WHAT NEEDS TO BE DONE
Please quote exactly the lines below from the line containing "Target: white window shutter" to the line containing "point like [18,440].", both lines included, and nothing else.

DATA UNDER STUDY

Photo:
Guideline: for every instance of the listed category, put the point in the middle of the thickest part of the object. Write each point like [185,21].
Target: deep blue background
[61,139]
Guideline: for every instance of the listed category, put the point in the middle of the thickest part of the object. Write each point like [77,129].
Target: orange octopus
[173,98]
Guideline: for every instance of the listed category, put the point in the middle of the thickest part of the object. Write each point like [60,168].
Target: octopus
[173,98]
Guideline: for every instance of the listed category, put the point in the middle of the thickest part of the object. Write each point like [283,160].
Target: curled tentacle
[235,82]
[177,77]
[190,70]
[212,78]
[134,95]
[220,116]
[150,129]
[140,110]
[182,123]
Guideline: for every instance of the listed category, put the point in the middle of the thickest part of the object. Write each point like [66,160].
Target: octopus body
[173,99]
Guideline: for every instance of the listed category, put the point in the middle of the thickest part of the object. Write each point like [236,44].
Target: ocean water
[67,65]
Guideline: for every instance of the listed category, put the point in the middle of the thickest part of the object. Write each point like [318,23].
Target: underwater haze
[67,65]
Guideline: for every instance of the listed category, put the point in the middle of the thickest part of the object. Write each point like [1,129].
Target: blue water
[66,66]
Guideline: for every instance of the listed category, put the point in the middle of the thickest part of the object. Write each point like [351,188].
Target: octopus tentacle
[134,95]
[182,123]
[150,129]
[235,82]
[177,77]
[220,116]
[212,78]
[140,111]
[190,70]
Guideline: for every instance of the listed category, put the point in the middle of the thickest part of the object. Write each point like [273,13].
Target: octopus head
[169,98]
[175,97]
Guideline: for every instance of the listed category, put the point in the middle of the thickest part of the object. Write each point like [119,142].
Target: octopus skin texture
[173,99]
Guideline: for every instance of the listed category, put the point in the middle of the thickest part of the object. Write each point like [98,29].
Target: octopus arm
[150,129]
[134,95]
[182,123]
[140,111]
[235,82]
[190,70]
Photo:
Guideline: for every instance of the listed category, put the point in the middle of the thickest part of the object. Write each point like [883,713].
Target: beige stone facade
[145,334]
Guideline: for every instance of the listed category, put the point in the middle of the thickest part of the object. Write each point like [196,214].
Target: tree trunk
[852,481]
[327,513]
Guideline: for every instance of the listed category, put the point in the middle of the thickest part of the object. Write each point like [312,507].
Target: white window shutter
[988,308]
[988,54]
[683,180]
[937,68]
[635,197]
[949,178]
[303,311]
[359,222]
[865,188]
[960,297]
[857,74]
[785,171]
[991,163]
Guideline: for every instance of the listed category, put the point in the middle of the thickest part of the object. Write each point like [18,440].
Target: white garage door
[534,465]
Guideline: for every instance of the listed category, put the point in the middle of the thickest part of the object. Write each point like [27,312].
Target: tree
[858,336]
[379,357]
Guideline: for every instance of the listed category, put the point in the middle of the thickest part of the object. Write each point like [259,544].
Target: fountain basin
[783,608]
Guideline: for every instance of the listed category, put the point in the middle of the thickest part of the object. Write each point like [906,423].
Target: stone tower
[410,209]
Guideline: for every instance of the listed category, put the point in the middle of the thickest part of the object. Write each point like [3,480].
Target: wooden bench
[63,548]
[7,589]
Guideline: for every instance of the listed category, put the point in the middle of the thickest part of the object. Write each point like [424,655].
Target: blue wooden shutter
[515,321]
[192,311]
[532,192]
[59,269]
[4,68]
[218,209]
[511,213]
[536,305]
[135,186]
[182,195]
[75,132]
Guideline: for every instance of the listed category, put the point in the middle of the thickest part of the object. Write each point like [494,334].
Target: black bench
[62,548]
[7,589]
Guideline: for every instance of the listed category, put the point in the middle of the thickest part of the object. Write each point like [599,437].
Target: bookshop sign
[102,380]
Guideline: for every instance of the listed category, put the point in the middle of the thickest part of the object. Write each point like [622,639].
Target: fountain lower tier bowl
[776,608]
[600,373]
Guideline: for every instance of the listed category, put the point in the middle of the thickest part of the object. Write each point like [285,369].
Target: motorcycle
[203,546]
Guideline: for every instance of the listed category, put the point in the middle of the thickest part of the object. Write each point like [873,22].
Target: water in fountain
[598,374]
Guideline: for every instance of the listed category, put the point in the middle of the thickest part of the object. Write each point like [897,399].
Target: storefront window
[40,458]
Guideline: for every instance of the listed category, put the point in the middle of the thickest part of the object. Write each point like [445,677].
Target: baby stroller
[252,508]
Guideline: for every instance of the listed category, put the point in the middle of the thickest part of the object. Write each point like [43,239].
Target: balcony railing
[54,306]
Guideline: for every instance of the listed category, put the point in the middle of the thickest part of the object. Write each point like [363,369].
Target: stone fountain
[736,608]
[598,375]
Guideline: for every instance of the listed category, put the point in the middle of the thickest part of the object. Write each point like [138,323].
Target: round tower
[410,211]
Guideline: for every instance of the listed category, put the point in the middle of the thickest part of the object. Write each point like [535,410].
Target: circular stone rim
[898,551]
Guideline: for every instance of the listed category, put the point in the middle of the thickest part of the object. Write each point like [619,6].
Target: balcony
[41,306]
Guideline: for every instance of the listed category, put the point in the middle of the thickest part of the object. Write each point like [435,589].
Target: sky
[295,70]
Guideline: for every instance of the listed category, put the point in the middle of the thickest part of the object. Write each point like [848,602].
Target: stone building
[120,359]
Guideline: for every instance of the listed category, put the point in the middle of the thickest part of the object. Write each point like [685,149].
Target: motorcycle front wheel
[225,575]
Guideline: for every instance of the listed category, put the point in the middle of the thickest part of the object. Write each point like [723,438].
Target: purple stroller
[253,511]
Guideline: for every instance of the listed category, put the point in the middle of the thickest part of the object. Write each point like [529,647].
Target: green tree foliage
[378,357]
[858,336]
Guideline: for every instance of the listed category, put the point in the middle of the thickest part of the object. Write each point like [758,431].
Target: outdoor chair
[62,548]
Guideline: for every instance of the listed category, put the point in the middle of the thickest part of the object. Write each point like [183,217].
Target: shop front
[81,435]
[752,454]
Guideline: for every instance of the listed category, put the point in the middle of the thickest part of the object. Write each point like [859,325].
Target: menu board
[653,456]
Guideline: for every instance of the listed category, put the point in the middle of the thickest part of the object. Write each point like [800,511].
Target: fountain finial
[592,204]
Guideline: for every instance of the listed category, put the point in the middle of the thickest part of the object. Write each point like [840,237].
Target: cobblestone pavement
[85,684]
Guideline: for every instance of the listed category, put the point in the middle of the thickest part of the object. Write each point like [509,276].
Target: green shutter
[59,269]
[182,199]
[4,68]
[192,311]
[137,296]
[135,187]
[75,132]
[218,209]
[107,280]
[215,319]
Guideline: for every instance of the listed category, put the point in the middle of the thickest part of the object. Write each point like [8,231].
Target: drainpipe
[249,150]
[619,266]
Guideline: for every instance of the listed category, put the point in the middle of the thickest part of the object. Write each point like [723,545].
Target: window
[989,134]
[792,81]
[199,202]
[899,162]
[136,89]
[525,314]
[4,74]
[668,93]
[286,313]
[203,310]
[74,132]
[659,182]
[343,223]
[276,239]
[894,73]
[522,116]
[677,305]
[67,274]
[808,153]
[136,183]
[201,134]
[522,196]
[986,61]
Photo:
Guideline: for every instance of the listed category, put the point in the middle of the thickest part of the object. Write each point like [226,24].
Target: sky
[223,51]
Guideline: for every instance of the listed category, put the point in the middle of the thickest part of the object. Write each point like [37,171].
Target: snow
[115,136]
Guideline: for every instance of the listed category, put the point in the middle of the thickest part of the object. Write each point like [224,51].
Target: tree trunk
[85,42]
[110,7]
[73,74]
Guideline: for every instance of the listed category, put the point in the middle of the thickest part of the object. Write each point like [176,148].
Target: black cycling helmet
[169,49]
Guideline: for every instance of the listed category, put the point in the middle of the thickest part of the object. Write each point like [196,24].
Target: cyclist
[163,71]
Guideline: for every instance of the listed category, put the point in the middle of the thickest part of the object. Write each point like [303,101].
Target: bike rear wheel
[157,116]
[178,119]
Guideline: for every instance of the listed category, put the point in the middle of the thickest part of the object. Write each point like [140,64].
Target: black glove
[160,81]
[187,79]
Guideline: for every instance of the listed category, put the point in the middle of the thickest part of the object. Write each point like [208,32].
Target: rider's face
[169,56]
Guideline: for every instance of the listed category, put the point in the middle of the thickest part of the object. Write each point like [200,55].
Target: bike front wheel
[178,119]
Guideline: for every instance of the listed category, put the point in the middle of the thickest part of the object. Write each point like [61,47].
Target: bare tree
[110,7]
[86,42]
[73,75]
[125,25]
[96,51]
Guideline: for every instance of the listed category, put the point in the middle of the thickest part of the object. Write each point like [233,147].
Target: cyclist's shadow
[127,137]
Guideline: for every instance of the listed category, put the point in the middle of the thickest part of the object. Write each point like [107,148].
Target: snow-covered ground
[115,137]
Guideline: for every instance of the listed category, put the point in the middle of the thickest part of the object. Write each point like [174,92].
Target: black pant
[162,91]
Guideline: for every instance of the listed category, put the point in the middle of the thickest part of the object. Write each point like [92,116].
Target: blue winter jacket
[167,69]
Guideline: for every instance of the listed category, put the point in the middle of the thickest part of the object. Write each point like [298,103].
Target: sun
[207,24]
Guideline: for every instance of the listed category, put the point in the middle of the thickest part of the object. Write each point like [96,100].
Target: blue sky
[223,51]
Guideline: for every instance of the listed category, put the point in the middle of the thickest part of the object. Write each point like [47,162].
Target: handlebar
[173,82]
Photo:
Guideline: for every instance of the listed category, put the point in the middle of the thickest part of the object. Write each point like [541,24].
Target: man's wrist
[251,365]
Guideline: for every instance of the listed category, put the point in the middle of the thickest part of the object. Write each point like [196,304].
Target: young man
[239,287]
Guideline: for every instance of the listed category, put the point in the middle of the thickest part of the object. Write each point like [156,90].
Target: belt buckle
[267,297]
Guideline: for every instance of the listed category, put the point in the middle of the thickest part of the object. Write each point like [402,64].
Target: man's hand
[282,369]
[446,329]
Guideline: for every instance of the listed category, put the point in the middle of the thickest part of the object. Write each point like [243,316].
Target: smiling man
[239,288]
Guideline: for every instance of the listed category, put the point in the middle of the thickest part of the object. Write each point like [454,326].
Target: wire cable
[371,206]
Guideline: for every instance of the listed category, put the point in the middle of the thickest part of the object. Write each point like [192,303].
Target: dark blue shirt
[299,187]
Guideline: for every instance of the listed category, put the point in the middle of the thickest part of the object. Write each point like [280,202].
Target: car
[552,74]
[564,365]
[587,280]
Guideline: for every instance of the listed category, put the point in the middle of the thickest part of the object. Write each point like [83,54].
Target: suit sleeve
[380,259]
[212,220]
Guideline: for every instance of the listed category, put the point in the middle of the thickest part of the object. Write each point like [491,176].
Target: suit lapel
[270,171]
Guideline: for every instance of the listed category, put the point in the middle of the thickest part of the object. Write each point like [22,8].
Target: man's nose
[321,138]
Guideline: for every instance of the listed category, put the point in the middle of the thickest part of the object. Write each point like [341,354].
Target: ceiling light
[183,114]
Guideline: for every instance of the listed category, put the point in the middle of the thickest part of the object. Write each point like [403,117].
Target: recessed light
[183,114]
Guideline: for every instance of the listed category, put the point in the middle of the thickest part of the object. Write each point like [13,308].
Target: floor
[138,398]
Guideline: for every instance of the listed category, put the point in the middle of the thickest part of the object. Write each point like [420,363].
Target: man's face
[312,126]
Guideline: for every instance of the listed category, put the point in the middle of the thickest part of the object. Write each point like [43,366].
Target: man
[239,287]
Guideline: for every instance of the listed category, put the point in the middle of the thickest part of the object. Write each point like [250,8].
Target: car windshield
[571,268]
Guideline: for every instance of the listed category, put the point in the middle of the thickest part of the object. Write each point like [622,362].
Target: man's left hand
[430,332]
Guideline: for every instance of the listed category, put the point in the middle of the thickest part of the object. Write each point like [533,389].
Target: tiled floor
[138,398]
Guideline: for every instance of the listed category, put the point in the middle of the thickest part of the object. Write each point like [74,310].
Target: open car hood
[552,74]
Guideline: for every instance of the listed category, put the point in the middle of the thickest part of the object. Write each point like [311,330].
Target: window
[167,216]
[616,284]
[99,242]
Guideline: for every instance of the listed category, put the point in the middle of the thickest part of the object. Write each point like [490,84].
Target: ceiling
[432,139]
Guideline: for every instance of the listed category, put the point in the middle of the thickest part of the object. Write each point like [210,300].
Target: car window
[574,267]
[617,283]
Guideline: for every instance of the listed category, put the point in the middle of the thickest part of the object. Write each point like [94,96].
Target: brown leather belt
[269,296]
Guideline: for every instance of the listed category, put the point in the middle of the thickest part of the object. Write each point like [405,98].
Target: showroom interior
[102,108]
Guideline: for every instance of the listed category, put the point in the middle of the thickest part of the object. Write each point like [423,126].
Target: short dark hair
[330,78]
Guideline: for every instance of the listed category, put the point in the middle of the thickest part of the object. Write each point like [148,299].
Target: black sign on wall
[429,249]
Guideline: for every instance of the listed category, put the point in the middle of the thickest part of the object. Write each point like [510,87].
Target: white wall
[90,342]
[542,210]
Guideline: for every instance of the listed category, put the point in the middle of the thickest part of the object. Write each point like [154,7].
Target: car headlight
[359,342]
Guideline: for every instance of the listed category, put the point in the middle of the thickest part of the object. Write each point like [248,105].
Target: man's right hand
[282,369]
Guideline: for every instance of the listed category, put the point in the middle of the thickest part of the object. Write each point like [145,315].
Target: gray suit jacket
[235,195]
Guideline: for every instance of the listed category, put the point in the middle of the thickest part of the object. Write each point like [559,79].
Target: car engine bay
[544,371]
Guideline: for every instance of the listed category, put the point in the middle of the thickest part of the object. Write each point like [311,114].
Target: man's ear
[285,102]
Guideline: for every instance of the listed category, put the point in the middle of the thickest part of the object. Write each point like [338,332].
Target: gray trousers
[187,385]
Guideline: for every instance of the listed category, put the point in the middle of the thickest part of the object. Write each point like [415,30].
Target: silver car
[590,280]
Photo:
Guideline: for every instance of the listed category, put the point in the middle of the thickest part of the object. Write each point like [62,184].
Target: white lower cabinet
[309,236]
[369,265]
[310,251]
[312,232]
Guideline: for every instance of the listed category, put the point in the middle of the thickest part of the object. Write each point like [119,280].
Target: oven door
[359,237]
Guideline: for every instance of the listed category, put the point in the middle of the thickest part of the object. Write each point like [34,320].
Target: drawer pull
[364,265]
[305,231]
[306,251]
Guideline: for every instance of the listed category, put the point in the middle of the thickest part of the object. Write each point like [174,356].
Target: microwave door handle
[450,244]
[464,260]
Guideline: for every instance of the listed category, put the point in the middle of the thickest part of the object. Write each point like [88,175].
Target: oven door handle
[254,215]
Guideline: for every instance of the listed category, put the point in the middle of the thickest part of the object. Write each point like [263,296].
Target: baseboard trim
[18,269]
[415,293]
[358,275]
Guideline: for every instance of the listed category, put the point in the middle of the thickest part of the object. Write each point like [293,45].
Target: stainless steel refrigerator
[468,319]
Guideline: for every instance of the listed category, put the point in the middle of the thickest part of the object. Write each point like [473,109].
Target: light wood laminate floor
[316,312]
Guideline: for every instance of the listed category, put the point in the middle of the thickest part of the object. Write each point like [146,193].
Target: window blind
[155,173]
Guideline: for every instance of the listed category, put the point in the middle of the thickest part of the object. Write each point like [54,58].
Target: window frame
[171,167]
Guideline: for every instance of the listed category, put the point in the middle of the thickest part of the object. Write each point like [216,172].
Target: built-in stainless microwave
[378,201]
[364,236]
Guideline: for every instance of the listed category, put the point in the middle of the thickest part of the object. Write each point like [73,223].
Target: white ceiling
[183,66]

ANSWER FOR THE TASK
Target: white window shutter
[988,308]
[988,54]
[683,180]
[937,68]
[635,197]
[949,178]
[303,311]
[359,222]
[865,188]
[960,297]
[857,74]
[785,171]
[991,163]
Guideline: for every instance of the listed category, put the point in the middle of the thickest part of the object. Write each point like [18,440].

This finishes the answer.